(Items from a data source)
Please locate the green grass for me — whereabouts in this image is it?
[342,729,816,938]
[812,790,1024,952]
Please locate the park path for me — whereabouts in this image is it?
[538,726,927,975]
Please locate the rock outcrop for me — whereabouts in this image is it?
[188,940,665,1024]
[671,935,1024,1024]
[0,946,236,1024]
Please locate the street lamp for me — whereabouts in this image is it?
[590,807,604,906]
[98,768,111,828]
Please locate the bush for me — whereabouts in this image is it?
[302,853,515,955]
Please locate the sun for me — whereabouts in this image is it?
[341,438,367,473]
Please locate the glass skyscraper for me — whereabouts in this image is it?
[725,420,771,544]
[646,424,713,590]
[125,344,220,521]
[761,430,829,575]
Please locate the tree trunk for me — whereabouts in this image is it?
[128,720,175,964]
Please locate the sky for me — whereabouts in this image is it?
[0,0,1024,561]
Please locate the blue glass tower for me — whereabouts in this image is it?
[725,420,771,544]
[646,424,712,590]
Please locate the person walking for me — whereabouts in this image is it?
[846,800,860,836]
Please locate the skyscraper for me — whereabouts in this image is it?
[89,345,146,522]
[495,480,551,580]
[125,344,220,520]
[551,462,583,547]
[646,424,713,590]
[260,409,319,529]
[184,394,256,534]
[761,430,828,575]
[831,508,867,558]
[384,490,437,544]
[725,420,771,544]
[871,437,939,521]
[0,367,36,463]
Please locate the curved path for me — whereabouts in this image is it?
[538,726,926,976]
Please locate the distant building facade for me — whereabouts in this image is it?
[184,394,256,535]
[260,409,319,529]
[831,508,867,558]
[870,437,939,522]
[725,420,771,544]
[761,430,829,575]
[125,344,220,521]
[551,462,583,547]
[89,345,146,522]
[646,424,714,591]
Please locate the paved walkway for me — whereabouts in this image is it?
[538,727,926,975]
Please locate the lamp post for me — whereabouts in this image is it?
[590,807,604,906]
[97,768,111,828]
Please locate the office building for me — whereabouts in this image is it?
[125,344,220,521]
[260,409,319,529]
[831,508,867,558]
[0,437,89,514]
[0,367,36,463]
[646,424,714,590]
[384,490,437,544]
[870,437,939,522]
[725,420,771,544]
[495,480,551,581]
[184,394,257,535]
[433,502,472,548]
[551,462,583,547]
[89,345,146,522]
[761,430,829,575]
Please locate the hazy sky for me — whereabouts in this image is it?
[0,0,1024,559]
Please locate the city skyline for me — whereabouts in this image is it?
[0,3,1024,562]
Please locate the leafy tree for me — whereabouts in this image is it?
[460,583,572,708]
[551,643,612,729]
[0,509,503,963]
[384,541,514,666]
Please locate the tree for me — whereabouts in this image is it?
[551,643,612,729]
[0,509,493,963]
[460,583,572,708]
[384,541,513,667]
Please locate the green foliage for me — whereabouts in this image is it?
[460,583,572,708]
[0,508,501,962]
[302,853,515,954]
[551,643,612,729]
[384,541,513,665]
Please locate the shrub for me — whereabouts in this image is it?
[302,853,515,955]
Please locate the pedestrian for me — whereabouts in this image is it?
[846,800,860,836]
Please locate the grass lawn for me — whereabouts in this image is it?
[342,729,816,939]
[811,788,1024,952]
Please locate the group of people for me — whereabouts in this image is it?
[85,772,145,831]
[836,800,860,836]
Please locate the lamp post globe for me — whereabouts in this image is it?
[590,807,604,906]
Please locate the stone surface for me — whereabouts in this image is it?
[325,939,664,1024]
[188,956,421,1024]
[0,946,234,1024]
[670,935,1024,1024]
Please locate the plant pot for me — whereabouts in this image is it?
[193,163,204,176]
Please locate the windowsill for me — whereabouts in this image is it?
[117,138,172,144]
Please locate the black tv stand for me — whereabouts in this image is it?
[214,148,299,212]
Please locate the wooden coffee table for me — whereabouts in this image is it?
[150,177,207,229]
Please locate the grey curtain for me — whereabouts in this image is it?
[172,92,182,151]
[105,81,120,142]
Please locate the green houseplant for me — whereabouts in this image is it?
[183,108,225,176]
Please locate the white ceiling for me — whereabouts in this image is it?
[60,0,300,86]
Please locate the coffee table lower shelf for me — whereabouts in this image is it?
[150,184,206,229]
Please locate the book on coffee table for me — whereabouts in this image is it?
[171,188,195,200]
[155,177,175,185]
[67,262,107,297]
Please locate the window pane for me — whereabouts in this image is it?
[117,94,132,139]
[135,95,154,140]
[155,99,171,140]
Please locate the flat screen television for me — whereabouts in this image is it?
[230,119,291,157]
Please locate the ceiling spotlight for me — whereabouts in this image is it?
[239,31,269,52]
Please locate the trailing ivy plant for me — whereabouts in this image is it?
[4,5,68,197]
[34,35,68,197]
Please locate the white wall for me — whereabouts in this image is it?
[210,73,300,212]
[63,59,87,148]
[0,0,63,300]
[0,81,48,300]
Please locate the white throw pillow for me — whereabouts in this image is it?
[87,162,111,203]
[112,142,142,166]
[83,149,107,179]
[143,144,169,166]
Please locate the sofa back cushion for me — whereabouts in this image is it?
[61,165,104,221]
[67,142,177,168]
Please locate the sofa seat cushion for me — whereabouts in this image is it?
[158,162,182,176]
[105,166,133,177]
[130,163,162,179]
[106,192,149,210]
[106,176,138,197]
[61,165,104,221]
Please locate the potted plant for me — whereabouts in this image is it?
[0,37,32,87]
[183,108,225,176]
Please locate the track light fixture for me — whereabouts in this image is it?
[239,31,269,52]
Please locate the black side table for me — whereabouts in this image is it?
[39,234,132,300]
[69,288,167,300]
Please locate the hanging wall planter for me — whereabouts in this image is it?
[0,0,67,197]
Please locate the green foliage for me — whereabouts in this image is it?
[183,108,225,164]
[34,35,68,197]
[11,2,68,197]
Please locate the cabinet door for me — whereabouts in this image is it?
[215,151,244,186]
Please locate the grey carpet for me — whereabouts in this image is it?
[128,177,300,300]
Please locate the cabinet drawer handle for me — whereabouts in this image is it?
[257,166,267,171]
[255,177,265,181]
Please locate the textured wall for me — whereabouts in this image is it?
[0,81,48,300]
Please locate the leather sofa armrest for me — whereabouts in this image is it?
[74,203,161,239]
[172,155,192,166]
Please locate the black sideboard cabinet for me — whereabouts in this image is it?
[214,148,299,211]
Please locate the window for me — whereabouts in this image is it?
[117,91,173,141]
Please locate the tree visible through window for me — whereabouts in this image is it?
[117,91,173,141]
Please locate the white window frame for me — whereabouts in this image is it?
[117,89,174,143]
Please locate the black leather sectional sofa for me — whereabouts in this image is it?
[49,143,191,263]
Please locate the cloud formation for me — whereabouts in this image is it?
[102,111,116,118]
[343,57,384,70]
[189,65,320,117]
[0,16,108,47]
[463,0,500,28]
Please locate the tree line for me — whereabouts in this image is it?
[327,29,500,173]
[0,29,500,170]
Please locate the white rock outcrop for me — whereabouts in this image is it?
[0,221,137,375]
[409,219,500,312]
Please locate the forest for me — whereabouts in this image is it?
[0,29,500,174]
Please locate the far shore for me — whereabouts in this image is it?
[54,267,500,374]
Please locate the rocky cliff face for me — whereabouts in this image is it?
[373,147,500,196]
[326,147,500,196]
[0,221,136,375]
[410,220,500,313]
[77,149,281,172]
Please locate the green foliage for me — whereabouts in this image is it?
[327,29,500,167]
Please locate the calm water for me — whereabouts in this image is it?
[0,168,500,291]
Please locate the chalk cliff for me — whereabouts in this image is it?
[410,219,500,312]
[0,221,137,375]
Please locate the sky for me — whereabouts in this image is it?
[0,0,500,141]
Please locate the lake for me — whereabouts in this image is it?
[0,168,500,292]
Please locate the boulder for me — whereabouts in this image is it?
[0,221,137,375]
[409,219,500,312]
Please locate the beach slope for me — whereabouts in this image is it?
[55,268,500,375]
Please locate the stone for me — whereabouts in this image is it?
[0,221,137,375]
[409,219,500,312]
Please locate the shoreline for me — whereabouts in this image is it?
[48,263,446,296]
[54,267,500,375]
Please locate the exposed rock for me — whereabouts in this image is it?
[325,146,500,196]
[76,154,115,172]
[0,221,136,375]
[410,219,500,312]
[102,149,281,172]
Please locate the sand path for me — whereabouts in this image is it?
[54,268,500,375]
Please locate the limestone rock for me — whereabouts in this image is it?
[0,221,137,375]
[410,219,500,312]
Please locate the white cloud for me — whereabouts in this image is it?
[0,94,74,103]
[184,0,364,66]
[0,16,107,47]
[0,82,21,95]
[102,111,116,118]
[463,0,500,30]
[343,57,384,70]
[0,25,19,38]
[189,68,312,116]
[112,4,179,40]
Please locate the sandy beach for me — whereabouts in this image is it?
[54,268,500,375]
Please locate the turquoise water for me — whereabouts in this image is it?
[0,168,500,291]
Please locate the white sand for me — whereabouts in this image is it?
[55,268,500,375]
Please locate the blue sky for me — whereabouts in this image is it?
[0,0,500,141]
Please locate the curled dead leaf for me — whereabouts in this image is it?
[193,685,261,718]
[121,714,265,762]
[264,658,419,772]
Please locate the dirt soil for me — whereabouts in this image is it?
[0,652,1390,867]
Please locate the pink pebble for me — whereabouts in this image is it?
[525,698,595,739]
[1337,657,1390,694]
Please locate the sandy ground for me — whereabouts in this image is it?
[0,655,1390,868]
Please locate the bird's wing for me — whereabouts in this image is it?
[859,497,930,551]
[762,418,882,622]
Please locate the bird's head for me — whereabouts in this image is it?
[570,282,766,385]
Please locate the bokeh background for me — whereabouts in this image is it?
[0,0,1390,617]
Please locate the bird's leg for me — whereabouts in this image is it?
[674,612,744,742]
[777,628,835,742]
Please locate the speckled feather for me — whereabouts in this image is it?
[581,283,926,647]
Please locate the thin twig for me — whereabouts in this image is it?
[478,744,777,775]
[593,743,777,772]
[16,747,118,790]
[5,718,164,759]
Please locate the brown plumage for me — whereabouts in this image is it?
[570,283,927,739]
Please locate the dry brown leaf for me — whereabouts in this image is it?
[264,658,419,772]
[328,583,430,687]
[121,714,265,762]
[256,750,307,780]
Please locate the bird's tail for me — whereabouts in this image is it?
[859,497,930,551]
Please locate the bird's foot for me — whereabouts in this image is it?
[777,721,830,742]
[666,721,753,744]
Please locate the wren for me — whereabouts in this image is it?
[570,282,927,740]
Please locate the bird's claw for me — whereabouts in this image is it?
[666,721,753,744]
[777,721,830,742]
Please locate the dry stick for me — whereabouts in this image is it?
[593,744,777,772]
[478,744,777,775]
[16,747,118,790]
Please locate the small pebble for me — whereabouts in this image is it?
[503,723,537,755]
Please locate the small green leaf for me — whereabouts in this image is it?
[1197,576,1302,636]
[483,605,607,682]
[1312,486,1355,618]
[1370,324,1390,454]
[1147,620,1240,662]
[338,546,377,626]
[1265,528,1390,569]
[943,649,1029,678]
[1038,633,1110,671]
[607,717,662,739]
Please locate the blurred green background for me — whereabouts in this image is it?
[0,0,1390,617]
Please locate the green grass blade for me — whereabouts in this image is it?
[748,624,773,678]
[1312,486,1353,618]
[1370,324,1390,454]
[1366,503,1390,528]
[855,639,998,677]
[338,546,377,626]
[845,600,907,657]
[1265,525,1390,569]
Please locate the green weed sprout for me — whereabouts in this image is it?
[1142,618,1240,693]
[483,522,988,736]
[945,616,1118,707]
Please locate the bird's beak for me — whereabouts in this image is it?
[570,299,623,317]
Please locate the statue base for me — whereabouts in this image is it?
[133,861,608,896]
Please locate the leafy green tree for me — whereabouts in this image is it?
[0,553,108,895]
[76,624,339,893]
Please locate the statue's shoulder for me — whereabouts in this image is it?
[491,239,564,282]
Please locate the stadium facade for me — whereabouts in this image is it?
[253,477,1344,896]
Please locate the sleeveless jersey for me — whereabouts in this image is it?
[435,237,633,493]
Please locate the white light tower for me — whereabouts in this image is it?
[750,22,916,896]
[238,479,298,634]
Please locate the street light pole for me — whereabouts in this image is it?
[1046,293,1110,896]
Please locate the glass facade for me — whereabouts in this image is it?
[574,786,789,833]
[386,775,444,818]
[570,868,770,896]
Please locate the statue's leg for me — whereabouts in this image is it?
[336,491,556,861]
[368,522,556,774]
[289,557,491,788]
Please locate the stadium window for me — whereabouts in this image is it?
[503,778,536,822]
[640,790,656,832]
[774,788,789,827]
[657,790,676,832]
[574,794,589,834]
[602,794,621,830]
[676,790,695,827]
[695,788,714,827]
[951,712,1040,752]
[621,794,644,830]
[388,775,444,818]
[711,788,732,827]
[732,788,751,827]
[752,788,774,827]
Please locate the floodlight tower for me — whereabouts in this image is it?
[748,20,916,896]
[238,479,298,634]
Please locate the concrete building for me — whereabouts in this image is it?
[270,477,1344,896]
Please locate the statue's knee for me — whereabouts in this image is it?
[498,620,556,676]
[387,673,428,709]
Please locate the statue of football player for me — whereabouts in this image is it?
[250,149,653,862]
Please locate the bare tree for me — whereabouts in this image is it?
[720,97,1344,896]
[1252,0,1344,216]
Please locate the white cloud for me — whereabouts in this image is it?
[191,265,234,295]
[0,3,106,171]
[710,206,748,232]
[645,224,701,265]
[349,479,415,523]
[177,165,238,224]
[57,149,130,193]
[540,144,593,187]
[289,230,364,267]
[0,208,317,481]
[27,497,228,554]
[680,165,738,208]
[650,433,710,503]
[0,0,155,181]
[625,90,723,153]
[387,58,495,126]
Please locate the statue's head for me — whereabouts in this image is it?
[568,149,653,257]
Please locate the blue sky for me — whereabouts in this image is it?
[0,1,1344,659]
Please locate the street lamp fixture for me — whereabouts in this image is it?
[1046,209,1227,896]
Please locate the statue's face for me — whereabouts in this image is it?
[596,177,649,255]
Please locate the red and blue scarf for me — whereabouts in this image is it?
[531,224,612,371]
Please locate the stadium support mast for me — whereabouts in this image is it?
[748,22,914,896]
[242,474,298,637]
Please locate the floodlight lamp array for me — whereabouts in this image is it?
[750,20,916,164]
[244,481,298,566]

* What you need to do *
Copy the rows above without any change, starting at the line with "Please locate the person" and ending with the line with "[538,726,926,976]", both included.

* Solution to this problem *
Please locate the person walking for me — whereabouts in this image is it?
[846,800,860,836]
Please locate the skyscraper for me — whereabouts in this image is it?
[89,345,146,522]
[495,480,551,580]
[125,344,220,520]
[551,462,583,547]
[646,424,713,590]
[260,409,319,529]
[184,394,256,534]
[761,430,828,575]
[831,508,867,558]
[384,490,437,544]
[725,420,771,544]
[871,437,939,521]
[0,367,36,463]
Please locate the curved path for me — whereabouts in this image is it?
[538,726,926,976]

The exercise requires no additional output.